**WORK ORDER:** Look through the records below for the line with "Query: golden wheat field". Return that line and each one after it up to and including the line with "written like (518,436).", exactly.

PROVIDED RECORDS Start Marker

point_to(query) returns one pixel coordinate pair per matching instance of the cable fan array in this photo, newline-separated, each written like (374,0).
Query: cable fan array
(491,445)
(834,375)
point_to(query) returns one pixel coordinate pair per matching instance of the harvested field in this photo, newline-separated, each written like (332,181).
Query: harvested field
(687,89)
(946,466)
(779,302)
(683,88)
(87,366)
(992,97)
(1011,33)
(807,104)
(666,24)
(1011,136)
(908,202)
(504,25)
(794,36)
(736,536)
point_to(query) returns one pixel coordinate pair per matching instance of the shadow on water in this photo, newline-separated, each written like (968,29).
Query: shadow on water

PROVIDED RECORDS End Marker
PROVIDED RECORDS Start Marker

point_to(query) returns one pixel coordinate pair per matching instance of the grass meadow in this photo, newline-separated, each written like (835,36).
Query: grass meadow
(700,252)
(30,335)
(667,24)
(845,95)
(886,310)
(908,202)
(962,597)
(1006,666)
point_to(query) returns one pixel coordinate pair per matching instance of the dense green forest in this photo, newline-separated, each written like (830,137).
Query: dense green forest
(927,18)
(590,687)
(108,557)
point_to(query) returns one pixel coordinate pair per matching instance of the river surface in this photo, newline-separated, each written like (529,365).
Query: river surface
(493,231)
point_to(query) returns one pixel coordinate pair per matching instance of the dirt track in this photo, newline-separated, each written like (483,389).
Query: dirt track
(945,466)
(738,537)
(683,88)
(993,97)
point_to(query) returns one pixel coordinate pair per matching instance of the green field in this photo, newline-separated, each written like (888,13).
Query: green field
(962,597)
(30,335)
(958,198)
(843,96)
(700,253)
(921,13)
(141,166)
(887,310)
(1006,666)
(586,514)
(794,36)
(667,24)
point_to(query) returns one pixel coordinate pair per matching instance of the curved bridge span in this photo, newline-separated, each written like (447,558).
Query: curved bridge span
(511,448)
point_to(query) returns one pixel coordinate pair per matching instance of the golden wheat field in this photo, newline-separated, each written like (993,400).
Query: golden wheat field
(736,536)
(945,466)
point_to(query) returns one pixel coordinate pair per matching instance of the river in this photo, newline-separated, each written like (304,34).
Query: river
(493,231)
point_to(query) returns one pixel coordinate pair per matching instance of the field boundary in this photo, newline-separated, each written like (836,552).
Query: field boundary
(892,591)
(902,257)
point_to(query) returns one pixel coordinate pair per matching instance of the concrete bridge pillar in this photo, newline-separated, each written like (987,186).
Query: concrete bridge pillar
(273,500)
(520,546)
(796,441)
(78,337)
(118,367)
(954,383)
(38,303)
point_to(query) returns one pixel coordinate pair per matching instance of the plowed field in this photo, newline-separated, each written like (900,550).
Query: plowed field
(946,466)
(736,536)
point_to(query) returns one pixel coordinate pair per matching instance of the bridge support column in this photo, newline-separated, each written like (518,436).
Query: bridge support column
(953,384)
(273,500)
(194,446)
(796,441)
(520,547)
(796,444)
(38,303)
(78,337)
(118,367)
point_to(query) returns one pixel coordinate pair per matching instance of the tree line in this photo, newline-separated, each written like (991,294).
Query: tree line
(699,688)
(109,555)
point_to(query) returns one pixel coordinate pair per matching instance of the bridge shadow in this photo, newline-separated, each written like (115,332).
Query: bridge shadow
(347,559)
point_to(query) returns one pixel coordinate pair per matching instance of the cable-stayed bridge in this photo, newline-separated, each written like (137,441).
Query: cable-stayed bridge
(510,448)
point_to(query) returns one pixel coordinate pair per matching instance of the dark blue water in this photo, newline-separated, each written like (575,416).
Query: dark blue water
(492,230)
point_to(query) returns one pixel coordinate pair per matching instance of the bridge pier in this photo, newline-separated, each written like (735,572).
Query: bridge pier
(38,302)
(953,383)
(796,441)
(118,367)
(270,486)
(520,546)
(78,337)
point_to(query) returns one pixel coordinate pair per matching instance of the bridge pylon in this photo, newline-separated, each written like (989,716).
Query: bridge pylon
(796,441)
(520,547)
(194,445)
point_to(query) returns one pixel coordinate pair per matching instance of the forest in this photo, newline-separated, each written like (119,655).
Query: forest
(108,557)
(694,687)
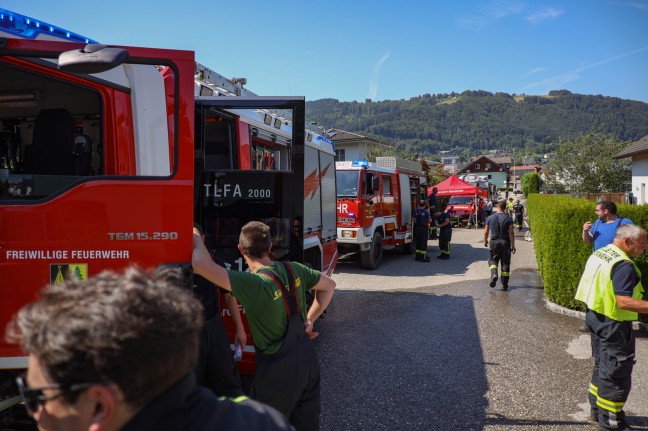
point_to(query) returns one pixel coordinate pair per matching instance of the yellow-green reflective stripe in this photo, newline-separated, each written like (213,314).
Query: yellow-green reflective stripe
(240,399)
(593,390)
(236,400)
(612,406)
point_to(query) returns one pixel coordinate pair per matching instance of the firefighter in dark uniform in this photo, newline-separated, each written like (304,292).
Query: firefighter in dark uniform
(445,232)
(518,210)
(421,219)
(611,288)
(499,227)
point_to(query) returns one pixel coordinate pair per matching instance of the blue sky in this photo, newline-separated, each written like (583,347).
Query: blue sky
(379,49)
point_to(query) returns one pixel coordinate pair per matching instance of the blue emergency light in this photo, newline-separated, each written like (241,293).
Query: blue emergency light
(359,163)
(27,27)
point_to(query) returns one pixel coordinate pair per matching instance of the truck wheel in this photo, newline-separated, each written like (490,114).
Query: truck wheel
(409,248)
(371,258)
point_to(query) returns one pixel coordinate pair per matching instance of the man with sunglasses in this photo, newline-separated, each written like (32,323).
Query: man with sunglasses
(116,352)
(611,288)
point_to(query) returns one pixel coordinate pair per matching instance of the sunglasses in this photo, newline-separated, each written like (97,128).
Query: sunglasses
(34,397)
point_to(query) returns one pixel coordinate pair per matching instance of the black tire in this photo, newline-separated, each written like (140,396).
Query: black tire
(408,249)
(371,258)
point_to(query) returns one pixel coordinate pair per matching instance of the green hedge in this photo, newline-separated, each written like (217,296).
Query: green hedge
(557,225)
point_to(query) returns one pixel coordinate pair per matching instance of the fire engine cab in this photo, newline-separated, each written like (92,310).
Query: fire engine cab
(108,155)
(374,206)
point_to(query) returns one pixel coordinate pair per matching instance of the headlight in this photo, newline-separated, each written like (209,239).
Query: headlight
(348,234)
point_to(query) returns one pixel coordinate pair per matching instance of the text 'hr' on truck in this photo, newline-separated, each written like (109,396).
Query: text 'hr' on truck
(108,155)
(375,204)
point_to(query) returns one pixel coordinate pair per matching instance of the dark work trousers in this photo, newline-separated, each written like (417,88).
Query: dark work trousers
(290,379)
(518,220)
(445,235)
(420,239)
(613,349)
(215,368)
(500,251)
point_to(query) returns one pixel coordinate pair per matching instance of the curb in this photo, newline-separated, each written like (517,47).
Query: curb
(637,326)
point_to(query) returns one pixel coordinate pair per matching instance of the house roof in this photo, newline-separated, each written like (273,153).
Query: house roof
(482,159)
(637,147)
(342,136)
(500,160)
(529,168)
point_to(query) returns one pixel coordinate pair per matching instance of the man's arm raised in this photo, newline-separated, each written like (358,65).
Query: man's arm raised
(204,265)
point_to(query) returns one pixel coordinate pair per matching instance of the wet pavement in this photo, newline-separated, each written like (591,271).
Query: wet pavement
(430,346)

PROVIDED RECORDS End Marker

**EXERCISE OUTPUT:**
Query: golden wheat field
(736,536)
(945,466)
point_to(query) returns one pixel coordinate pair per matching instance of the river in this photo, newline-separated, each written like (304,34).
Query: river
(493,231)
point_to(query) returns one pixel coordinate pair per matching instance of the field boundary in this photo, newline-separated, each written like (836,552).
Query: field boundary
(892,591)
(902,257)
point_to(query) returns one pixel coordinate pair per matching instance of the concrete bridge pillar in this photo, newline-separated, each written like (987,186).
Query: concrete bridge pillar
(273,500)
(520,546)
(796,441)
(78,337)
(118,367)
(954,383)
(38,303)
point_to(query) returns one pixel coordinate pair per matching instance of the plowed field in this photo, newline-separated, each written like (900,550).
Query: plowed field
(946,466)
(736,536)
point_to(query) returns one pixel coordinate pair per matching instance of the bridge support column in this photo, newline-separated, each written like (518,436).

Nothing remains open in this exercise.